WHAT IS ASKED: Rename "metal bar" to "steel rod" throughout the listing, changing nothing else, and leave out the pictures when you reproduce the lines.
-- start EXERCISE INPUTS --
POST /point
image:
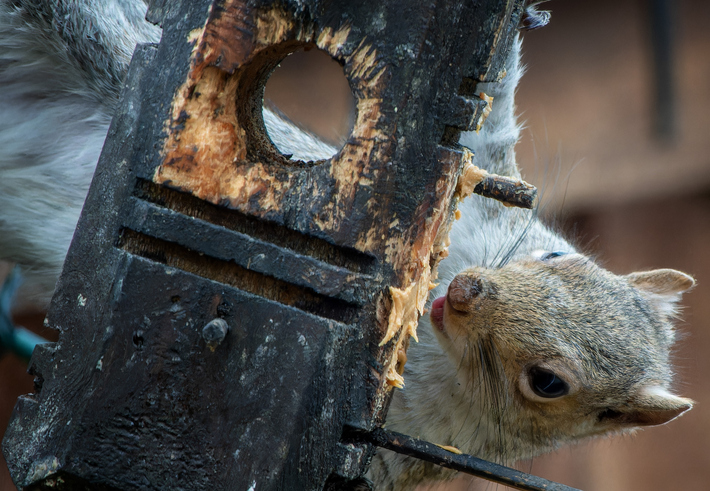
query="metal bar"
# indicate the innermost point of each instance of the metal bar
(463, 463)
-- end EXERCISE INPUTS --
COMPLETE OUTPUT:
POST /point
image:
query="steel rod"
# indicate the innermost point of each instance of the steel rod
(463, 463)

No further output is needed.